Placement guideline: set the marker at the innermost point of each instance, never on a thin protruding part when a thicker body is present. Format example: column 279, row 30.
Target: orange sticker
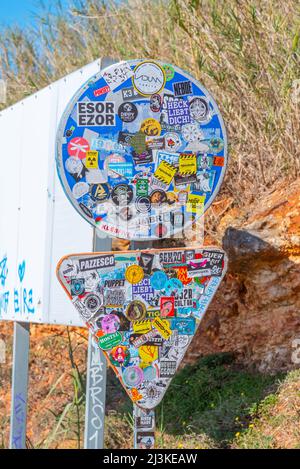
column 218, row 161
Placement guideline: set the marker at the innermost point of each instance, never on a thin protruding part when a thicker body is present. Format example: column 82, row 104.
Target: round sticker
column 149, row 78
column 122, row 194
column 151, row 127
column 78, row 147
column 141, row 119
column 127, row 112
column 119, row 356
column 136, row 311
column 133, row 376
column 134, row 274
column 158, row 280
column 110, row 323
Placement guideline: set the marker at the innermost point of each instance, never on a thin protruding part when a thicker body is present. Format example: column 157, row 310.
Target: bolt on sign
column 134, row 136
column 141, row 154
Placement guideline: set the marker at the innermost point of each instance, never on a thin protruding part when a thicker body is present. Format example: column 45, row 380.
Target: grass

[SHORT TASK] Reproduce every entry above word for word, omitting the pictures.

[EXPECTED ANSWER]
Placement guideline: set the marker at the innermost point of each instance, never on a thin protruding part when a thicker body is present. Format example: column 279, row 30.
Target: orange sticker
column 218, row 161
Placement guideline: set the marker at the innermost point of each instance, never on a thin protruding part when a thicker body is present. Format example: column 82, row 104.
Target: round sticker
column 149, row 78
column 122, row 194
column 151, row 127
column 78, row 147
column 141, row 119
column 127, row 112
column 119, row 356
column 136, row 311
column 133, row 376
column 134, row 274
column 158, row 280
column 110, row 323
Placement guideline: set the marker at the innermost point of each instance, never on a thin protruding part when a thicker body is present. Format example: column 157, row 310.
Target: bolt on sign
column 134, row 136
column 141, row 154
Placement guideline: set the marker at the innermost point of each instance, never on a thin protruding part when a thicker body is present. Format example: column 45, row 380.
Target: grass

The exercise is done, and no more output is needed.